__What to work on__. Pull out every line of the data below that contains the word "dark", and copy each one as it appears.

— Start Data for processing —

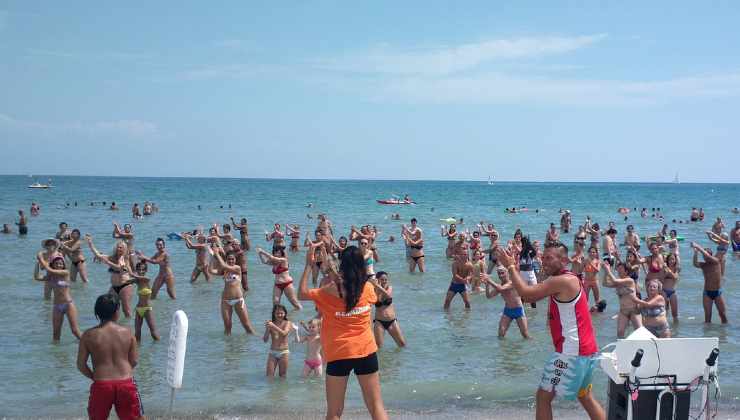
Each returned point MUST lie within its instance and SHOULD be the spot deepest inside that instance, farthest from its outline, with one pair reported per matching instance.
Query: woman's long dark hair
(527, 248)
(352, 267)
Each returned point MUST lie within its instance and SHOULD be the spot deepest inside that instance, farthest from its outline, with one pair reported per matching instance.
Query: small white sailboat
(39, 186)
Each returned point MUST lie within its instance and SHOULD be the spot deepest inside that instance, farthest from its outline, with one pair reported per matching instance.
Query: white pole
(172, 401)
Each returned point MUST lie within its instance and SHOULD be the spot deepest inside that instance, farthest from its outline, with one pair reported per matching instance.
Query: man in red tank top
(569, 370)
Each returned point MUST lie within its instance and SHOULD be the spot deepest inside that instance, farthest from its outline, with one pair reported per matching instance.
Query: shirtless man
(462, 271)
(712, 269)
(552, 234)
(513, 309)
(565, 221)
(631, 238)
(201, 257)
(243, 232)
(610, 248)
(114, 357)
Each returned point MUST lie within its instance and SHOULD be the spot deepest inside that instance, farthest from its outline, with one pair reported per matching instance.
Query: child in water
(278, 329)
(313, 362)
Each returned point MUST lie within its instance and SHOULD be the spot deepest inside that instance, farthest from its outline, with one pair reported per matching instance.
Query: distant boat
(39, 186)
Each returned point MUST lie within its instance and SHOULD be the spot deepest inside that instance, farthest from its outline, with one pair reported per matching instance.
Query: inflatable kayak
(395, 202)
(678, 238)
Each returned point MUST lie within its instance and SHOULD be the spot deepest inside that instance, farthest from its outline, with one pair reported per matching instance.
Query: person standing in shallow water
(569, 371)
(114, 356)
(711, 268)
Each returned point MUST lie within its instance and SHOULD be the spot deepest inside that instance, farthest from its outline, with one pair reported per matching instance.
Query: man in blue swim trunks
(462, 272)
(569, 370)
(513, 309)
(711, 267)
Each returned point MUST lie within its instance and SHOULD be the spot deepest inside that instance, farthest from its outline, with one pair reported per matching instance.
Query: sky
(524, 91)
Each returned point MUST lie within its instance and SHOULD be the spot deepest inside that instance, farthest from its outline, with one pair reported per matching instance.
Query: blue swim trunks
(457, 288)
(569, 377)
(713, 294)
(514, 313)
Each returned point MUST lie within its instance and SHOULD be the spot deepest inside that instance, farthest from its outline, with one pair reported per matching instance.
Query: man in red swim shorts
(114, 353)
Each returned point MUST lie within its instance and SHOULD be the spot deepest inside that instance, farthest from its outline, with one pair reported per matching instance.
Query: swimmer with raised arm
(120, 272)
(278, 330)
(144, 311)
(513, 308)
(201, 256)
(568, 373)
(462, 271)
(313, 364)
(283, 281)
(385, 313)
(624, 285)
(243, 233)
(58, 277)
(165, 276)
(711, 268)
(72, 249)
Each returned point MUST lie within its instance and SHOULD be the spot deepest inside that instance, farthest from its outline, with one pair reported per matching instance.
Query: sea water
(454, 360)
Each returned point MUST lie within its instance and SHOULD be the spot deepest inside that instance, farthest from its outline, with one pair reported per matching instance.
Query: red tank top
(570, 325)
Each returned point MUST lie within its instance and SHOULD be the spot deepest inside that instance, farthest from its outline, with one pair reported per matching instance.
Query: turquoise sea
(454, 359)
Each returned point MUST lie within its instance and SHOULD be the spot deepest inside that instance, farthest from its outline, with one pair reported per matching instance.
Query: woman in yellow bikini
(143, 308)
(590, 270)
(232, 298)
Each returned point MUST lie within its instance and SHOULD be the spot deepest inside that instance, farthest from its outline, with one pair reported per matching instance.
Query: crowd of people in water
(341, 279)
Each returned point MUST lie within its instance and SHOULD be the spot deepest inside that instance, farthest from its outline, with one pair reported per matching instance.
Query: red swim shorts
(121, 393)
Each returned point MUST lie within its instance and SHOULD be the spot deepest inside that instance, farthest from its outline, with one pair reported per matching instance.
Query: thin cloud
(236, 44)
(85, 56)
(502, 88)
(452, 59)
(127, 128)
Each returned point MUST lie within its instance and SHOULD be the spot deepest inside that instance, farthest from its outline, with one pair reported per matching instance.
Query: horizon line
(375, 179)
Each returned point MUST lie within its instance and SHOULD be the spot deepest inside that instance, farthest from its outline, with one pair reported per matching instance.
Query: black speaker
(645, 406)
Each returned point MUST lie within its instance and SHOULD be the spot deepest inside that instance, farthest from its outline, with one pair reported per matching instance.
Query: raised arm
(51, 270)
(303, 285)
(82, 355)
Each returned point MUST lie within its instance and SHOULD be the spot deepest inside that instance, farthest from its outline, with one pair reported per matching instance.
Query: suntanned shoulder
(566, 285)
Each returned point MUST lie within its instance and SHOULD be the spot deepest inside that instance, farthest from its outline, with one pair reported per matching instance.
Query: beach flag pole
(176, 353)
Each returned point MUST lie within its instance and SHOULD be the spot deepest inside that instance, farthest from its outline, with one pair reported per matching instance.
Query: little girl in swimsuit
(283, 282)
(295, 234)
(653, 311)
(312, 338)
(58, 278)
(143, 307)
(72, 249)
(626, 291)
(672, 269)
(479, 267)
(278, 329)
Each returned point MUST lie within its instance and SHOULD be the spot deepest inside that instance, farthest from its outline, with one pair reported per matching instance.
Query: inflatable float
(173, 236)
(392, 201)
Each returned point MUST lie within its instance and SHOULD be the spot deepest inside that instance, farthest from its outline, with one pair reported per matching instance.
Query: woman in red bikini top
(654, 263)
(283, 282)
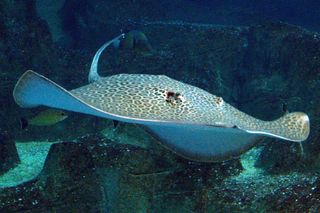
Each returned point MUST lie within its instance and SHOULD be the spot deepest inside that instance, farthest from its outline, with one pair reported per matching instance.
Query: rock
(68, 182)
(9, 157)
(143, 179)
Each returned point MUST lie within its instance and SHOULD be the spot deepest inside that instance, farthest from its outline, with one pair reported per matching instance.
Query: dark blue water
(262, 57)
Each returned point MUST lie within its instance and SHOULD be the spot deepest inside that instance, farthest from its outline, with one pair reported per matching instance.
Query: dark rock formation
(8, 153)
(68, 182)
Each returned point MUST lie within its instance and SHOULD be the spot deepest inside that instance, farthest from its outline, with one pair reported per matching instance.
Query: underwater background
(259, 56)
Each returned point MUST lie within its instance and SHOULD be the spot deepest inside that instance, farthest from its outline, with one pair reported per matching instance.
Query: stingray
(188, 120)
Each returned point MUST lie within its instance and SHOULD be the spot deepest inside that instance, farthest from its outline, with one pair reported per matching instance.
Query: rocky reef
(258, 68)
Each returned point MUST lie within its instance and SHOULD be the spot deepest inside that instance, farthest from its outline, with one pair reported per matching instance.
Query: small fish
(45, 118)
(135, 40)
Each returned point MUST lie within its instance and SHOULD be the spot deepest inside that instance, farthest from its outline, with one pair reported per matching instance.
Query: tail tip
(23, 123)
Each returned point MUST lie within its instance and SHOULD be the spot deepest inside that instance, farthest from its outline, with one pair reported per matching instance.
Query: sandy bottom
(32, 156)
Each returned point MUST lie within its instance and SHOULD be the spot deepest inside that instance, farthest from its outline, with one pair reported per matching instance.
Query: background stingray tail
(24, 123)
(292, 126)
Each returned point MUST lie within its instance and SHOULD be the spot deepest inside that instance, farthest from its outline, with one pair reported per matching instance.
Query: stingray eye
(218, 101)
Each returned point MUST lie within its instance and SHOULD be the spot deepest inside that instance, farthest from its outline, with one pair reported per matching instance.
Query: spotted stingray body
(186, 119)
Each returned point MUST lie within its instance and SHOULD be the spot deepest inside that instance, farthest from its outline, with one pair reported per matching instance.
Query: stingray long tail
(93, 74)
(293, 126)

— End Data for processing —
— Start Data for processing —

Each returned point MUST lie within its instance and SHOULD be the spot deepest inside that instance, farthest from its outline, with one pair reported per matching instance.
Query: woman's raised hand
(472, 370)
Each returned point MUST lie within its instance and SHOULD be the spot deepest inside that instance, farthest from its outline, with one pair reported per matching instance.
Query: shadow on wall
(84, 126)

— End Data for processing —
— Start Data for processing —

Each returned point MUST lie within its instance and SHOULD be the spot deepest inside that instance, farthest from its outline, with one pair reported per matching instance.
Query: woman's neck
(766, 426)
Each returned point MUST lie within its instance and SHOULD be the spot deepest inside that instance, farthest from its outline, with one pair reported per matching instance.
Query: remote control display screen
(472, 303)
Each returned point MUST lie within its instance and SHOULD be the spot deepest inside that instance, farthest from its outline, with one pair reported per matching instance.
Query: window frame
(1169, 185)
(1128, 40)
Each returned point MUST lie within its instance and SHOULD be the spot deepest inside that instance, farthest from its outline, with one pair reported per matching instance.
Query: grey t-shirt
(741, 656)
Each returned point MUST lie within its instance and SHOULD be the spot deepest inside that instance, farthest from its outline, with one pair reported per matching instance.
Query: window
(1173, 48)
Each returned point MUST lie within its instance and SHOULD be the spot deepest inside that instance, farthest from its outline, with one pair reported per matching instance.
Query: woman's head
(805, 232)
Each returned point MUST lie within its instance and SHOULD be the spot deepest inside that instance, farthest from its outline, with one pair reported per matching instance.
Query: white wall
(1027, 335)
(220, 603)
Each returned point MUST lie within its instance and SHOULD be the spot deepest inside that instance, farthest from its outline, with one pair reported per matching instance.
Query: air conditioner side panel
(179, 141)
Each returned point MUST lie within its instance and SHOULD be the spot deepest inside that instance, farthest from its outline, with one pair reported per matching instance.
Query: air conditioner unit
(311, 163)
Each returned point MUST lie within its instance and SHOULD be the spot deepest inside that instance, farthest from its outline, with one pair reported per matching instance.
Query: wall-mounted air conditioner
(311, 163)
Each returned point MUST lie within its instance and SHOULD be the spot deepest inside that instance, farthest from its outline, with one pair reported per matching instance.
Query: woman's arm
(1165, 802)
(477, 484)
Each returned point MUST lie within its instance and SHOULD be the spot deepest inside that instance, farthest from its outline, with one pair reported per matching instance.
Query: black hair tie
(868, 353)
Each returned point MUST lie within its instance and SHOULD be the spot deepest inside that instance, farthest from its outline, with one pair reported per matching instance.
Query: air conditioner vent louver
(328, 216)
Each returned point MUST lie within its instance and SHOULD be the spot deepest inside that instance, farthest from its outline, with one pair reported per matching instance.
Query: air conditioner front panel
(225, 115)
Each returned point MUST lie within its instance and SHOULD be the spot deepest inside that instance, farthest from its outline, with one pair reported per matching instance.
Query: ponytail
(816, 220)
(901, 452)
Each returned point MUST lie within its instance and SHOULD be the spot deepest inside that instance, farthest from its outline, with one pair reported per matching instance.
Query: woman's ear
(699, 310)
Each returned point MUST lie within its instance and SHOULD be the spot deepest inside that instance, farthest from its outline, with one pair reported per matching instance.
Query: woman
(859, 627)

— End Data for processing —

__Output for this task__.
Query: woman's long dark hair
Query: dark blue water
Query: dark rock formation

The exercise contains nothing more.